### Data for processing ###
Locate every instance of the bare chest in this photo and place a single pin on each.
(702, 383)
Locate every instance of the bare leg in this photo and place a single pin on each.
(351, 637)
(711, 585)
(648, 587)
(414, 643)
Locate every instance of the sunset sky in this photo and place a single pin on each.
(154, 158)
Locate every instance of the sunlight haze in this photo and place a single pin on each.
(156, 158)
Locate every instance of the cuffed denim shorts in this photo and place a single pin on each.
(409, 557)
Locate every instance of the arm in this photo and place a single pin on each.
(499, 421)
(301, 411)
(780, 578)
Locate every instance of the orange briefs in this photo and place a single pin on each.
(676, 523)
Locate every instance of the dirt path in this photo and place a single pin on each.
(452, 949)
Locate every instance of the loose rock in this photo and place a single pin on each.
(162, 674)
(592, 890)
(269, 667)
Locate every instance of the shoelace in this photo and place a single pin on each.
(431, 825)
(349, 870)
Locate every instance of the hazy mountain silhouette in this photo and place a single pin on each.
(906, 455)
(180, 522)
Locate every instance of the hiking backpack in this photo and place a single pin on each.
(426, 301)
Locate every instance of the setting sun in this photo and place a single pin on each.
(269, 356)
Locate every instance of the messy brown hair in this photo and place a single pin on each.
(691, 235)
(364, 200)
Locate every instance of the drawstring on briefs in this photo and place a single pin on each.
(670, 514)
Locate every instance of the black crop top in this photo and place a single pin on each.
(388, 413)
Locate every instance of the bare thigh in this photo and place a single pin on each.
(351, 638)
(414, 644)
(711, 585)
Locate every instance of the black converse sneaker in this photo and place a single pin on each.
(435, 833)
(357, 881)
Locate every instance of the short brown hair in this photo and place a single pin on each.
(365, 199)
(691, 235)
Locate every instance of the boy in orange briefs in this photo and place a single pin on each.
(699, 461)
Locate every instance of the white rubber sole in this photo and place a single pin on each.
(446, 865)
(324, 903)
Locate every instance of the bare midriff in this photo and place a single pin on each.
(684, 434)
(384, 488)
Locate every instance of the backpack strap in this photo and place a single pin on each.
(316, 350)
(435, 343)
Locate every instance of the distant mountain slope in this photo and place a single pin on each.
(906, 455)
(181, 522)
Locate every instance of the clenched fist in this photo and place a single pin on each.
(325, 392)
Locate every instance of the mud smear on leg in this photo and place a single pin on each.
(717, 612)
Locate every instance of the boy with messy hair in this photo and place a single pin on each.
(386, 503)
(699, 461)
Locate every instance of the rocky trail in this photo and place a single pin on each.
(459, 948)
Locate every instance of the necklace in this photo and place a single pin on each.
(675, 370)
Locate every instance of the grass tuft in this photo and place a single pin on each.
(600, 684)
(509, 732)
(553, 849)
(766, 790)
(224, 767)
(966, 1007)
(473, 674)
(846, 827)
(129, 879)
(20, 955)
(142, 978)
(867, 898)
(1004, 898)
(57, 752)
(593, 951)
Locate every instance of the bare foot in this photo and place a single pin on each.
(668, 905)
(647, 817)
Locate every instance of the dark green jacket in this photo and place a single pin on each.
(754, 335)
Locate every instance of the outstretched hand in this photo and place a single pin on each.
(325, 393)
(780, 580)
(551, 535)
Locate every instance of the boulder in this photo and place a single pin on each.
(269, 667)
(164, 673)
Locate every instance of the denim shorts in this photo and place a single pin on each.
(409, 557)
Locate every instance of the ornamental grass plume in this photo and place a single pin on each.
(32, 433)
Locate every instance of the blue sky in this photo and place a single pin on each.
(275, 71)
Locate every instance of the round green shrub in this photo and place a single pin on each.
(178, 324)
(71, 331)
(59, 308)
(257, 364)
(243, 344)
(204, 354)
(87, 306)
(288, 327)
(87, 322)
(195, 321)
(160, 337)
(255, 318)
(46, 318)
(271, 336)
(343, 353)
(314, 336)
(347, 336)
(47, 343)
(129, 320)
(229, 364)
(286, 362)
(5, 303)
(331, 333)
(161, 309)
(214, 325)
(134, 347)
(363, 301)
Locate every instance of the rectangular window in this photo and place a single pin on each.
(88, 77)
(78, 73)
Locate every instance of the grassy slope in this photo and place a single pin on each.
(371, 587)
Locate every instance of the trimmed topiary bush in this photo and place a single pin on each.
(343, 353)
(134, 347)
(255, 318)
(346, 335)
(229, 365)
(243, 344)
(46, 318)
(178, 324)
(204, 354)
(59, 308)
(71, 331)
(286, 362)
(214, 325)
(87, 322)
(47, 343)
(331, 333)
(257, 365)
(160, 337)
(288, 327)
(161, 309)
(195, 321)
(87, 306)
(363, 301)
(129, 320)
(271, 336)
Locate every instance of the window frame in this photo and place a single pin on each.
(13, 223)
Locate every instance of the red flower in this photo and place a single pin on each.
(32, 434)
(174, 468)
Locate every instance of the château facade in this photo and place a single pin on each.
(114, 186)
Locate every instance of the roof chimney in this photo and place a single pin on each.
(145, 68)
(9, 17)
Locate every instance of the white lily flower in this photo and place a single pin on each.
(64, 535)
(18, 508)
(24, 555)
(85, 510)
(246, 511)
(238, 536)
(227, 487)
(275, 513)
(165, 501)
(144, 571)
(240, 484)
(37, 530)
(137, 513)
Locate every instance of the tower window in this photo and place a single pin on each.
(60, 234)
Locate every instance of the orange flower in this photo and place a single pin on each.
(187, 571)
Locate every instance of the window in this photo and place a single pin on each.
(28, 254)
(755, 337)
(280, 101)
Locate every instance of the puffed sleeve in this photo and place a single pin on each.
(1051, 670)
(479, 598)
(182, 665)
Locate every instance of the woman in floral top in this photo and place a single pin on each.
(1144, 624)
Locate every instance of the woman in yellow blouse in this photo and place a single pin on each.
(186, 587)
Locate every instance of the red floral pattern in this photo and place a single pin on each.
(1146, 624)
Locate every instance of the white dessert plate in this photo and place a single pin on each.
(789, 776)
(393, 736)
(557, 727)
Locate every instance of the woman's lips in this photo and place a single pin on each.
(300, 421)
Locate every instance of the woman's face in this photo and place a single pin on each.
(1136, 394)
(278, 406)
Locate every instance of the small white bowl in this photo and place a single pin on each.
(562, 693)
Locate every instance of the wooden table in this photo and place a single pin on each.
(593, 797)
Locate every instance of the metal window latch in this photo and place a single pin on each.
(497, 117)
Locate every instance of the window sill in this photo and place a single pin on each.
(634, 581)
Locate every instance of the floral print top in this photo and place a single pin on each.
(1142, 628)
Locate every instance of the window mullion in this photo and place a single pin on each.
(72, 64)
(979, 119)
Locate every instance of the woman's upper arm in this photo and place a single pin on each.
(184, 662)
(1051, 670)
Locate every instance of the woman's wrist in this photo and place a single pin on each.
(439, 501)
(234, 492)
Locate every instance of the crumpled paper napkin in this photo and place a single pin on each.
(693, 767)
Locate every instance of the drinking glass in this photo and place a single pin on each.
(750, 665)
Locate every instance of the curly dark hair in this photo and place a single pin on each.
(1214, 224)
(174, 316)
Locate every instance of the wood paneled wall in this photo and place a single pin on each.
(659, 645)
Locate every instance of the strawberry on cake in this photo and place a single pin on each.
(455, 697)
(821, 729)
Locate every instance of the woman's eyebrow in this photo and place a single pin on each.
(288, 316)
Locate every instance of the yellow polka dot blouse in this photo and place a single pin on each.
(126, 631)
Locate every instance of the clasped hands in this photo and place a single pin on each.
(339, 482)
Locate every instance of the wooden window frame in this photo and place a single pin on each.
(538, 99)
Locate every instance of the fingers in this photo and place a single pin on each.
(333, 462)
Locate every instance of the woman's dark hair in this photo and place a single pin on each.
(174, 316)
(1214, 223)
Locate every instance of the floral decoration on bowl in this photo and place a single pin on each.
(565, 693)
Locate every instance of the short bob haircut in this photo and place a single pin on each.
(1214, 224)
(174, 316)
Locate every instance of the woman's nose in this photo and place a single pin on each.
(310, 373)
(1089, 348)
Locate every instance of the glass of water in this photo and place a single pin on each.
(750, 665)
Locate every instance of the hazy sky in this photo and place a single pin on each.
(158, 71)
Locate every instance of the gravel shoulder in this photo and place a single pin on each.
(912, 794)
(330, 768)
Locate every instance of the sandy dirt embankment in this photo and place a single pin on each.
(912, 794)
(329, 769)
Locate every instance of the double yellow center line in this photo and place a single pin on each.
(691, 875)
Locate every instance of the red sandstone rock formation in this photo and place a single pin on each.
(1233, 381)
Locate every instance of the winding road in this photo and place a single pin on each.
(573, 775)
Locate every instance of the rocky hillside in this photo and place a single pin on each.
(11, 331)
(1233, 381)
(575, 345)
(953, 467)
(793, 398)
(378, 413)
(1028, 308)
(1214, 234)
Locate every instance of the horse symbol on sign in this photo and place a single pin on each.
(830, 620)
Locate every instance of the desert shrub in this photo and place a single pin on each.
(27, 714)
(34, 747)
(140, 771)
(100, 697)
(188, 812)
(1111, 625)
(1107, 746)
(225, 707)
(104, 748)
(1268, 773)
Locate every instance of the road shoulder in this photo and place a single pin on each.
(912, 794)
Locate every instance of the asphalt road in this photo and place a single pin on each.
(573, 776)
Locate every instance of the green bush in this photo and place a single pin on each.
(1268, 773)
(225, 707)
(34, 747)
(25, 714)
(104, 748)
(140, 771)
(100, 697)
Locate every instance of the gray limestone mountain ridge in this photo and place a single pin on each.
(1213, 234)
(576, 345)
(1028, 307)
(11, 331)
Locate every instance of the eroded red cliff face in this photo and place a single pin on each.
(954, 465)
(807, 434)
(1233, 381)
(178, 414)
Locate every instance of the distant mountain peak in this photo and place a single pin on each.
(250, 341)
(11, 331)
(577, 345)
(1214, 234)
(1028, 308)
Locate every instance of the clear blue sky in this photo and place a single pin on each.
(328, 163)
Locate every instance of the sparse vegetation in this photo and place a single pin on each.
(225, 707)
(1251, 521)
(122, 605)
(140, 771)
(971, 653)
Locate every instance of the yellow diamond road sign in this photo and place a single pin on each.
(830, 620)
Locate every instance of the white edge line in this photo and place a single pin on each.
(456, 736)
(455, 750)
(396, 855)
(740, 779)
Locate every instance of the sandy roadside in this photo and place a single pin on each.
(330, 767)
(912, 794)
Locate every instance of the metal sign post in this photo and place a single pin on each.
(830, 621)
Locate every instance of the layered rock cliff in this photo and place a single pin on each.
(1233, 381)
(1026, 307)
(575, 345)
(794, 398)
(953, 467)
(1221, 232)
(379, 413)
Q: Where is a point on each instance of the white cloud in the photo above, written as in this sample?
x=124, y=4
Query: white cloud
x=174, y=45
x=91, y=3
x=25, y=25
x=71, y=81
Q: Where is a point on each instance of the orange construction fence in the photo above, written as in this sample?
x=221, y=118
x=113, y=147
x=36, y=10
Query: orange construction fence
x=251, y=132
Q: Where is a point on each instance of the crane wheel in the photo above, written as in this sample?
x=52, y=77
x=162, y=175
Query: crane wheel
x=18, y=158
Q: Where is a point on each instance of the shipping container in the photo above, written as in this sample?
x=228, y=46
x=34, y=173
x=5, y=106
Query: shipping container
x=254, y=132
###
▶ **Objective**: Repeat the line containing "Locate every instance of the sandy roadside" and all subsequent lines through the final line of the data, exactly and with no others.

▶ **Reply to the exercise**:
Locate every instance of the sandy roadside in this photo and place a single pin on each.
(330, 767)
(912, 794)
Locate every instance of the metal sign post in this photo and place a single pin on each.
(830, 621)
Locate every instance of the layered rock cliff in this photo and place a single pin on each.
(1233, 381)
(1026, 307)
(575, 345)
(794, 398)
(953, 467)
(1221, 232)
(379, 413)
Q: Where is a point on each instance of the white cloud in the photo above, written as in this sample?
x=124, y=4
Query: white cloud
x=174, y=45
x=91, y=3
x=25, y=25
x=71, y=81
Q: Where is a point on each instance of the orange construction fence in the photo above, written as in this sample?
x=221, y=118
x=113, y=147
x=36, y=10
Query: orange construction fence
x=251, y=132
Q: Where is a point on each instance of the crane wheel in the photo above, written as in this sample?
x=52, y=77
x=162, y=175
Query: crane wheel
x=18, y=158
Q: Where is a point on each instance of the shipping container in the photo above, written as in this sample?
x=228, y=46
x=34, y=173
x=5, y=106
Query: shipping container
x=254, y=132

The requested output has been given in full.